— Direction —
Retype all of the material below word for word, leaving out the pictures.

— Provided records —
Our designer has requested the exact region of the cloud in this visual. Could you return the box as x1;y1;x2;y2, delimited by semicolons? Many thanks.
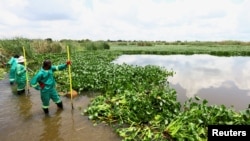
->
0;0;250;41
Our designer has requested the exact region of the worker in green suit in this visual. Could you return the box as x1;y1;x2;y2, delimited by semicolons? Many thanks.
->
30;60;71;114
15;56;26;95
7;55;19;85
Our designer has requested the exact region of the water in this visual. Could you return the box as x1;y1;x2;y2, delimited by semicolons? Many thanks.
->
114;55;250;111
0;75;121;141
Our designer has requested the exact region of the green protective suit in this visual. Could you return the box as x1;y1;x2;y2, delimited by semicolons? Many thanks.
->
30;64;67;108
16;64;26;91
8;57;17;82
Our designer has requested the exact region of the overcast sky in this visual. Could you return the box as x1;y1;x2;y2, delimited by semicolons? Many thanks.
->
0;0;250;41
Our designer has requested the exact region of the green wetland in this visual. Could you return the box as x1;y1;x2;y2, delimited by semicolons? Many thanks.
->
0;38;250;141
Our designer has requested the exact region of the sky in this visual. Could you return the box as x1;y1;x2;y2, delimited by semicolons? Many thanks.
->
0;0;250;42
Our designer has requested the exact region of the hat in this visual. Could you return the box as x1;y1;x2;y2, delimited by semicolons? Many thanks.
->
17;56;25;63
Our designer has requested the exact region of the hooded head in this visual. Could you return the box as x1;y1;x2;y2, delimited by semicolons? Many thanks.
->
17;56;25;63
13;54;19;58
43;60;51;70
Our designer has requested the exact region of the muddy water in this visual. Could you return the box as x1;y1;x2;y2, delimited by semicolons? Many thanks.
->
0;74;121;141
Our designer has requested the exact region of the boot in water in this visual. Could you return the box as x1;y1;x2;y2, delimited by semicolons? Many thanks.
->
56;101;63;109
43;108;49;115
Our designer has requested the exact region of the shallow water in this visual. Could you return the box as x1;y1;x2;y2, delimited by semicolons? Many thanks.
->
0;74;121;141
114;54;250;111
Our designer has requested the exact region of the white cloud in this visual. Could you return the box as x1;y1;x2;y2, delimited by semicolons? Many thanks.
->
0;0;250;41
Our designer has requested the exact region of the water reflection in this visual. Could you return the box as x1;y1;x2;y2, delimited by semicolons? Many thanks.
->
114;55;250;109
40;115;63;141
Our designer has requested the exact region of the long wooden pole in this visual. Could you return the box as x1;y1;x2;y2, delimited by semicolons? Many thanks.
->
67;46;74;109
23;46;29;93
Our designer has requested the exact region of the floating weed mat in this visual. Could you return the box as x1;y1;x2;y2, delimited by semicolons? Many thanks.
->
27;51;250;141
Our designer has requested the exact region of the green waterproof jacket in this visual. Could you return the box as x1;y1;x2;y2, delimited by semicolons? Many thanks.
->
8;57;17;81
30;64;67;92
16;64;26;83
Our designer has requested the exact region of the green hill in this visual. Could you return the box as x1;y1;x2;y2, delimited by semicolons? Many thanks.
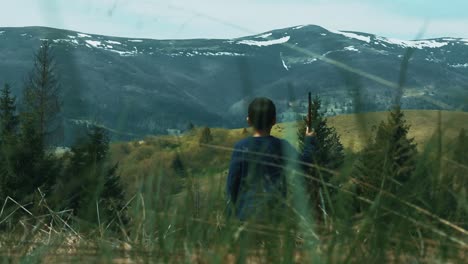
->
111;111;468;191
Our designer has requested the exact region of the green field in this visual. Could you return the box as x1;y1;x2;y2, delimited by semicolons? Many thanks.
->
112;111;468;189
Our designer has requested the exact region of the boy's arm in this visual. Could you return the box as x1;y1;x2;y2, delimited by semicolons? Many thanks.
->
286;135;317;170
226;145;242;204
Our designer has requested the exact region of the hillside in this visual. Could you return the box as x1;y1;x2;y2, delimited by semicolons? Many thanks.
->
0;25;468;141
112;111;468;193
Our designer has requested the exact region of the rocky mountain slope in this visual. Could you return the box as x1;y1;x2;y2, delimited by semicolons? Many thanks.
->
0;25;468;138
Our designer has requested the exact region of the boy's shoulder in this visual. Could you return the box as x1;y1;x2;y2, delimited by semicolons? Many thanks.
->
234;136;286;148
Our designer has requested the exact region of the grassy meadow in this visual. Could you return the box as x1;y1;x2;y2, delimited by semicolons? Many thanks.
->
0;111;468;263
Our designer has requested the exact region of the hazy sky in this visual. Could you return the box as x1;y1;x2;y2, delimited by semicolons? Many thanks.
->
0;0;468;39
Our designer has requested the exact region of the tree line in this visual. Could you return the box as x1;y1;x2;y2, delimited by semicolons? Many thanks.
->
0;41;125;231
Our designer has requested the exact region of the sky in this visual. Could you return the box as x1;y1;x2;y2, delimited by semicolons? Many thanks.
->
0;0;468;39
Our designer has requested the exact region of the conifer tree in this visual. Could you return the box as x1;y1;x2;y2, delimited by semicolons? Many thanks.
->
22;41;62;147
171;153;187;178
16;41;61;198
187;122;195;132
57;126;125;227
356;106;417;200
0;84;19;200
199;127;213;144
0;84;19;140
297;96;344;210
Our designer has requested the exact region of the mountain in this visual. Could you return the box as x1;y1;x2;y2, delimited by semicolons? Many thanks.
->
0;25;468;142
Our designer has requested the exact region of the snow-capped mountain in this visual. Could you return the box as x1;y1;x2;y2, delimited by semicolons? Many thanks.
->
0;25;468;140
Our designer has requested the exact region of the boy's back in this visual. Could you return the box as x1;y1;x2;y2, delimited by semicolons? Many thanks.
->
226;136;312;220
226;98;315;220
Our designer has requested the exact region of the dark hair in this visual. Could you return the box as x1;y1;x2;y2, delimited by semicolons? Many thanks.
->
248;97;276;130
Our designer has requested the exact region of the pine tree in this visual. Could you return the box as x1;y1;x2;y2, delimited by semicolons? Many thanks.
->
22;41;62;146
0;84;19;200
171;153;187;178
187;122;195;132
297;96;344;213
0;84;19;140
56;126;125;227
16;41;61;199
198;127;213;144
356;106;417;200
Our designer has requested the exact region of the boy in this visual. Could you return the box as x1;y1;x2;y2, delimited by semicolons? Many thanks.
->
226;98;315;221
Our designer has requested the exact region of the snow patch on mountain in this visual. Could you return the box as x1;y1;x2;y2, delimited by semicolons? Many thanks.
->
449;63;468;68
169;51;245;57
77;33;91;38
85;40;101;48
329;30;371;43
344;46;359;52
376;37;449;49
52;39;80;45
106;40;122;45
255;33;273;38
304;58;318;64
237;36;291;47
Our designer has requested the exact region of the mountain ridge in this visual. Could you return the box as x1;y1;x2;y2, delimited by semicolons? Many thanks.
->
0;25;468;143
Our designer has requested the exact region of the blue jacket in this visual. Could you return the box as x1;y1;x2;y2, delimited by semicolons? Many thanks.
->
226;136;315;221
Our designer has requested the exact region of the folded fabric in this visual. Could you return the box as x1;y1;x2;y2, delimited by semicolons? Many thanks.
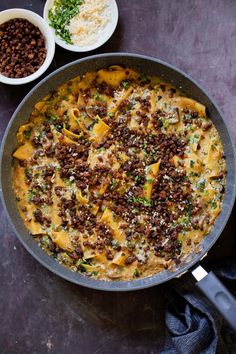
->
162;258;236;354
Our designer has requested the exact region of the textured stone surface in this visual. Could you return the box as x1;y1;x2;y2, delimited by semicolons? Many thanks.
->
0;0;236;354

— Exercise result —
Our designer has requested the exact region of the cloud in this visual. Could you return the box as x1;y1;x2;y2, delimited by semicolons? Many thanks.
->
0;0;250;41
Our designer has requested the exact region of the worker in green suit in this visual. Could you return the box as x1;y1;x2;y2, delimited by semicolons? Many thanks.
->
30;60;71;114
15;56;26;95
7;55;19;85
Our designer has requested the exact region of the water in this visual. Could you return the box as x1;y1;x2;y2, delimited by semicolons? Many thanks.
->
114;55;250;111
0;75;121;141
Our designer has requested the exact region of the green protective suit in this visual. Could you return the box as x1;y1;x2;y2, delimited by semicolons? Many thanks.
->
30;64;67;108
16;64;26;91
8;57;17;82
Our designer has requested the exact region of the overcast sky in this visual. Could you return the box as x1;y1;x2;y2, delimited by semicolons? Many thanks.
->
0;0;250;41
Our designer has requested the exact region of the green wetland in this visual. Could you return the box as x1;y1;x2;y2, delimited by semicolons? Many thanks.
->
0;38;250;141
Our designer has requested the exact region of the sky in this visual. Could you return the box as x1;y1;x2;y2, delimited by semicolons? Many thanks.
->
0;0;250;42
Our designer has requested the exact region of the hat in this visual. Could you return the box as x1;y1;x2;y2, delimited by semicolons? Many thanks.
->
17;56;25;63
Our designer has requested the exact region of the hooded head in this visual. Could you return the box as x1;y1;x2;y2, delimited by semicolons? Many thanks.
->
17;56;25;63
13;54;19;58
43;60;51;70
Our designer has requested the exact region of the muddy water in this visual. Could you return the box as x1;y1;x2;y2, delimited by semicolons? Many thanks.
->
0;74;121;141
Our designer has requested the exact region of the boot in water in this visual. Could you return the box as x1;y1;x2;y2, delimited by semicolons? Many thanks.
->
56;101;63;109
43;108;49;115
Our designer has requested the exact region of the shallow water in this visual. Could you return the box as x1;y1;x2;y2, delimited by semicolons? Many thanks.
->
0;74;121;141
114;54;250;111
Our designer has requested the exact region of the white cloud in this visual. Could you return the box as x1;y1;x2;y2, delimited by semicolons? Many thanks.
->
0;0;250;41
Our designer has requested the exact region of the water reflection in this visual. Could you return the box as x1;y1;x2;y2, delimited by semicolons? Many thanks.
->
114;55;250;109
40;115;63;141
Our designer has requested the exact region of the long wooden pole in this visual. Could you return the box as x1;y1;x2;y2, delimited by semicolons? Many thanks.
->
67;46;74;109
23;46;29;93
Our designer has requested the exact region of the floating weed mat in this visual. Could you return the box as x1;y1;x2;y2, delimited by semicolons? Many thanks.
->
27;51;250;141
Our designer has requested the exact region of the green waterproof jacket in this visual. Could you return the box as x1;y1;x2;y2, delimited by semicolons? Many thanks.
->
8;57;17;81
30;64;67;92
16;64;26;83
Our designer has requested the exact region of the green hill in this visual. Could you return the box as x1;y1;x2;y2, delimited by semicolons? Many thanks.
->
111;111;468;191
Our designer has requested the exact region of the green field in this visual. Could you return the box as x1;y1;x2;y2, delimited by semicolons? Many thanks.
->
112;111;468;189
Our designer has requested the exact region of the boy's arm in this visual. Could you return the box as x1;y1;x2;y2, delimited by semicolons? Many thanks.
->
286;135;317;170
226;145;242;204
Our designer has requested the exact region of the hillside in this visual. Could you return the box as x1;y1;x2;y2, delimited by semicolons? Many thanks.
->
0;25;468;141
112;111;468;193
Our designer has requested the exact region of the rocky mountain slope in this visual. Could you return the box as x1;y1;x2;y2, delimited by semicolons? Many thanks.
->
0;25;468;138
Our designer has requested the exact region of the boy's shoulder in this visual. Could you return the box as x1;y1;x2;y2, delimited by semicolons? Many thanks.
->
234;136;286;148
Our designer has requested the exact region of the grassy meadow in this visual. Could you return the box as x1;y1;x2;y2, delimited by semicolons? Many thanks.
->
0;111;468;263
Our designer has requested the exact region of the hazy sky in this visual. Could you return the box as x1;y1;x2;y2, delimited by semicolons? Many thanks.
->
0;0;468;39
Our designer has requested the exact region of the tree line in this visual. Could you return the box as x1;y1;x2;y2, delimited by semicolons? Many thanks.
->
0;41;125;231
Our designer has requested the exact region of the sky in this visual. Could you return the box as x1;y1;x2;y2, delimited by semicolons? Many thanks.
->
0;0;468;39
Our designer has requested the exact region of the conifer tree in this visual. Could you return the box as x1;y1;x2;y2, delimited by semicolons? Many thanks.
->
22;41;62;147
171;153;187;178
16;41;61;198
187;122;195;132
57;126;125;227
356;106;417;200
0;84;19;200
199;127;213;144
0;84;19;140
297;96;344;210
Our designer has requested the exact region of the mountain in this visual. Could you return the box as x1;y1;x2;y2, delimited by semicolons? Many thanks.
->
0;25;468;142
Our designer has requested the exact region of the snow-capped mountain in this visual. Could you return the box as x1;y1;x2;y2, delimited by semicolons? Many thanks.
->
0;25;468;140
Our designer has requested the exact region of the boy's back in this visual. Could you return the box as x1;y1;x2;y2, delimited by semicolons? Many thanks.
->
226;136;312;220
226;98;315;220
Our designer has requested the exact region of the dark hair in this visual. Could you return the box as x1;y1;x2;y2, delimited by semicolons? Many thanks.
->
248;97;276;130
Our designer has requested the exact region of the pine tree in this visual. Could you return the box as x1;y1;x2;y2, delimited by semicolons? Many thanks.
->
22;41;62;146
0;84;19;200
171;153;187;178
187;122;195;132
297;96;344;213
0;84;19;140
56;126;125;227
16;41;61;199
198;127;213;144
356;106;417;200
Our designer has requested the exact region of the boy in this visual. Could you return the box as x1;y1;x2;y2, delimited by semicolons? Many thanks.
->
226;98;315;221
Our designer has requested the exact region of the snow patch on mountain in this visual. Could you return the box as x1;y1;x2;y2, delimited by semicolons? Many thanks.
->
449;63;468;68
169;51;245;57
77;33;91;38
85;40;101;48
329;30;371;43
344;46;359;52
376;37;449;49
52;39;80;45
106;40;122;45
255;33;273;38
304;58;318;64
237;36;291;47
Our designer has requested the exact region of the mountain ridge in this visual. Could you return the box as x1;y1;x2;y2, delimited by semicolons? Many thanks.
->
0;25;468;143
Our designer has requested the exact region of the blue jacket in this visual. Could you return the box as x1;y1;x2;y2, delimited by semicolons? Many thanks.
->
226;136;315;221
Our designer has requested the exact region of the folded fabric in this visual. Could you return the box as x1;y1;x2;y2, delimited by semicolons? Many thanks.
->
162;258;236;354
Our designer has requested the exact region of the textured stone surface in this visual. Could you return the box as x1;y1;x2;y2, delimited by semicolons? Many thanks.
->
0;0;236;354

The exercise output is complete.